## Extrait source
● ● ● ● ● ● ●
N’importe où sauf ici – Rob Doyle

Threshold, 2020. Traduit de l’anglais (Irlande) par Alice Zeniter. Éditions Au diable Vauvert, 20 janvier 2022 ; 422 p.

Mon avis (Rentrée hiver 2022, 1) :

« Avant que je parvienne à écrire avec la compétence requise pour avoir des lecteurs, la vie était une torture, en partie parce que je ne savais pas quoi faire de ce que je vivais : ce n’était pas suffisant de se contenter d’être. Je devenais fou quand je pensais que la vie aurait tout aussi bien pu ne pas avoir lieu, que l’existence ne laisse pas de trace. Maintenant, j’écris sur mon existence et, d’une certaine manière, j’existe pour pouvoir l’écrire, pour que l’écriture réfracte la façon dont je vis. »

Arrivée au milieu de ma lecture, je pensais commencer mon billet ainsi : Dans N’importe où sauf ici, Rob Doyle se raconte. Reprendre ma lecture chaque jour a été comme retrouver un ami pour qu’il me parle de lui. Intérêt en éveil, hâte et anticipation joyeuse. Le genre d’ami pas toujours fréquentable – celui qui finit par vomir partout en soirée –, mais dont l’esprit affûté, l’humour et l’auto-dérision le rendent tellement attachant, comme une évidence. Passionnant dans ses réflexions et son parcours, Rob Doyle est un anti-héros splendide en quête perpétuelle. Un intellectuel vagabond dont on ne sait trop s’il génère sa propre lumière, ou si les ténèbres n’en finissent pas de lui en taper cinq.
● ● ● ● ● ● ●
## Données fournies
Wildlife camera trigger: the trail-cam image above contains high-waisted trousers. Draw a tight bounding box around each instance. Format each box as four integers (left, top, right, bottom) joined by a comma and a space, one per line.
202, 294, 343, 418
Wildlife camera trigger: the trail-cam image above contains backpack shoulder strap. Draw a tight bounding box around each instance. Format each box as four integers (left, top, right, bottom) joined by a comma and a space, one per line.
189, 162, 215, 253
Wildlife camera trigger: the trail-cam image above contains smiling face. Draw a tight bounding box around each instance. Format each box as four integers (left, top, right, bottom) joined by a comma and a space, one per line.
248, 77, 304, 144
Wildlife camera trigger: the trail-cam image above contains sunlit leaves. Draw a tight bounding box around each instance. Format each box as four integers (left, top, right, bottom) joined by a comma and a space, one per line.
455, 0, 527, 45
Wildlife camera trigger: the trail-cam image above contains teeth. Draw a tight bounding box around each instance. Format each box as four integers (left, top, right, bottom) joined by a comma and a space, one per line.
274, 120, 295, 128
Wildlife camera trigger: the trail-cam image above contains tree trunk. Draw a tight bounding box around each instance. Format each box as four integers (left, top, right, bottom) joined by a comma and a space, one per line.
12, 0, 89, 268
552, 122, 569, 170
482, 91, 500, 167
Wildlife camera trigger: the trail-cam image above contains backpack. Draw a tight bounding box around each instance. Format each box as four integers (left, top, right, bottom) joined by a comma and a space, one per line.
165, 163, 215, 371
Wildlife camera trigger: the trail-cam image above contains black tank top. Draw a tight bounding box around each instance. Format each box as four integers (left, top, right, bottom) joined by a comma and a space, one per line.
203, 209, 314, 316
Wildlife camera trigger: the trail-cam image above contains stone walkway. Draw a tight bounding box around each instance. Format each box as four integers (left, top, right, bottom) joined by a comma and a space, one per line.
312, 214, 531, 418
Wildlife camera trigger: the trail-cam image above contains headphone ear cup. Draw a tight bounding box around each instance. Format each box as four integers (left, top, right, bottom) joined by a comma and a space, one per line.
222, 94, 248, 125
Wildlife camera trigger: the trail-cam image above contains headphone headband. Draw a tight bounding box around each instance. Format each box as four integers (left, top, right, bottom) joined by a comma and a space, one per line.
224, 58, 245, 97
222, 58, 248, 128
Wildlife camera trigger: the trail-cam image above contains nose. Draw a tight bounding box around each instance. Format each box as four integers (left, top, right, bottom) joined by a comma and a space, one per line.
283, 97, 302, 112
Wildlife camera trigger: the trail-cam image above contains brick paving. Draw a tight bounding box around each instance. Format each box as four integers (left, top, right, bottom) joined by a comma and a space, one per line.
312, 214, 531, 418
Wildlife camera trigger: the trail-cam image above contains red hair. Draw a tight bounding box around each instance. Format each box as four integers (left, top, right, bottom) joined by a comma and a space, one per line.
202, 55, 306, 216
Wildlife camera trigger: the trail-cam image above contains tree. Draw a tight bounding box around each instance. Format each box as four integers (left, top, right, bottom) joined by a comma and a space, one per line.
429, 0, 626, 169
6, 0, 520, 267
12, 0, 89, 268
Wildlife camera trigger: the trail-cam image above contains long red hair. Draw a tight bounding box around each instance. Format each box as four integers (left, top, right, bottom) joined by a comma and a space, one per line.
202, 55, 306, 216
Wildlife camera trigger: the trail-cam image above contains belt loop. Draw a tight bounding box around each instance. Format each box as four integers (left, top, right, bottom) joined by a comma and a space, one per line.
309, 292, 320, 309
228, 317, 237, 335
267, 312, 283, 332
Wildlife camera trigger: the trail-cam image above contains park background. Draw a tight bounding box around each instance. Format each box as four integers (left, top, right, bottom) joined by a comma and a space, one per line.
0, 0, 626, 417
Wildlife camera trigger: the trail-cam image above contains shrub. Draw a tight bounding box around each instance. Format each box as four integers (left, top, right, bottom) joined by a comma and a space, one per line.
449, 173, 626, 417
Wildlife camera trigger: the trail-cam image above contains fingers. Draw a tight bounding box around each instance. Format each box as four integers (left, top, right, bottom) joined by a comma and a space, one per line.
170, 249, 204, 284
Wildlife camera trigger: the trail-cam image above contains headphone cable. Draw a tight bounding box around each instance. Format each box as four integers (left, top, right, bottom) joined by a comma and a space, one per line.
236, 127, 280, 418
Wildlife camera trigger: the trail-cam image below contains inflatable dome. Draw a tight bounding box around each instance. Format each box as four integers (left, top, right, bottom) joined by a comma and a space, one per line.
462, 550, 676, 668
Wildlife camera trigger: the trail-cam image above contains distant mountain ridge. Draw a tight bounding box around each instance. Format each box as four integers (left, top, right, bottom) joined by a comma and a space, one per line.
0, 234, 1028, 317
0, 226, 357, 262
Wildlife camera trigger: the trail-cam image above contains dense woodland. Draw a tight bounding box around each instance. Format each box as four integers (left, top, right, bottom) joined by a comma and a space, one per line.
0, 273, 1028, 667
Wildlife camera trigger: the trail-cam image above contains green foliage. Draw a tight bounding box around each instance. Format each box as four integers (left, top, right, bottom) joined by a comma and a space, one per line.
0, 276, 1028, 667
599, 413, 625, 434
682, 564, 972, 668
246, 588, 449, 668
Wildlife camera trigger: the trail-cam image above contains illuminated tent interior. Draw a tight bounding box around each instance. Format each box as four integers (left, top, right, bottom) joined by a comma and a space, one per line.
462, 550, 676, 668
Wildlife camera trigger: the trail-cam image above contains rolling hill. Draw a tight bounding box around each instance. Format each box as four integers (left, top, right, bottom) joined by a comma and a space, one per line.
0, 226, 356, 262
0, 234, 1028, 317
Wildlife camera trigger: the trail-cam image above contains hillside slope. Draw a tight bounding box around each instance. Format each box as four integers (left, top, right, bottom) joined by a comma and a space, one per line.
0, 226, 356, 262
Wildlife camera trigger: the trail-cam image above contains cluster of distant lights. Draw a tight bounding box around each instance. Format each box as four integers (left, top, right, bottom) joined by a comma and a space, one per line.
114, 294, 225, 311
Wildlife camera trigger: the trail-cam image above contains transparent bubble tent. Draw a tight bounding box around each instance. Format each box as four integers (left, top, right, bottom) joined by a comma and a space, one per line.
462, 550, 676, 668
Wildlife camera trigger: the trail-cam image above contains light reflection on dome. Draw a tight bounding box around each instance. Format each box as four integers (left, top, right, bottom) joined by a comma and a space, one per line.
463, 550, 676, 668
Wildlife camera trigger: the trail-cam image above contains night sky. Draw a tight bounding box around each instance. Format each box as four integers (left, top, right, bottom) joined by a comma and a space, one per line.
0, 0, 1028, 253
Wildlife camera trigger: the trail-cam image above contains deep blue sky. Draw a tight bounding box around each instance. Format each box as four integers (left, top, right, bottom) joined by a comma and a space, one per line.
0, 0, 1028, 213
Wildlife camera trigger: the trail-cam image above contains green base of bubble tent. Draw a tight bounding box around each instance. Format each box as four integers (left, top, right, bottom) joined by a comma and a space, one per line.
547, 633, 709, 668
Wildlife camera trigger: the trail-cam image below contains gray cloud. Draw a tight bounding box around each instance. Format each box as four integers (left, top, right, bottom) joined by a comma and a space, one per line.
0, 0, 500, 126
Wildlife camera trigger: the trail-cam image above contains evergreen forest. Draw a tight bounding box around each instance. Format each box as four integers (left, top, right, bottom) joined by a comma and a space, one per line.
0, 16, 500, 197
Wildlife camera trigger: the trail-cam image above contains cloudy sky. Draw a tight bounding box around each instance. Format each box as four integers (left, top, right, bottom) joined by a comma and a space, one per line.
● ● ● ● ● ● ●
## Énoncé
Reproduisez tel quel le passage de la critique qui va de "N’importe où sauf ici –" à "2022 ; 422 p.", ces deux bornes comprises.

## Tâche accomplie
N’importe où sauf ici – Rob Doyle

Threshold, 2020. Traduit de l’anglais (Irlande) par Alice Zeniter. Éditions Au diable Vauvert, 20 janvier 2022 ; 422 p.